▶ _Written task_: Reproduce the items from the line containing "Q: Identify a point on each instance of the large" through the end of the items, copying every line unchanged except that each coordinate in the answers is shifted up by 96.

▶ _Data_:
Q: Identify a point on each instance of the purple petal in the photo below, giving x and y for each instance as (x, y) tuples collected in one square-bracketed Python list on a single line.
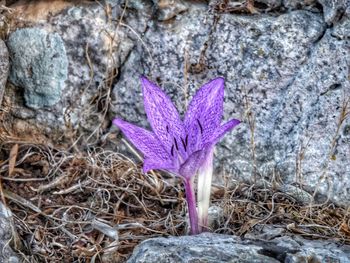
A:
[(162, 114), (204, 113), (145, 141), (190, 167), (221, 131), (154, 164)]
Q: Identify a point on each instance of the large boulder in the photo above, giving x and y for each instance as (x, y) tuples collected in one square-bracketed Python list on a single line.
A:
[(215, 248), (286, 78)]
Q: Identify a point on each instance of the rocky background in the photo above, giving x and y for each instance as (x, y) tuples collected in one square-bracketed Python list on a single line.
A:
[(67, 68)]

▶ _Problem solution_:
Q: Identify a point on each instance of the large boulder in the photo above, giving x and y for each instance as (x, y) tuples collected in one square-bracketed Python list on a single line.
A:
[(311, 344), (382, 174)]
Q: Identify a point on each instance of the rocky background in the photo above, giving x and y for each instance as (x, y) tuples collected in one square-bracketed Python list on a single line.
A:
[(163, 164)]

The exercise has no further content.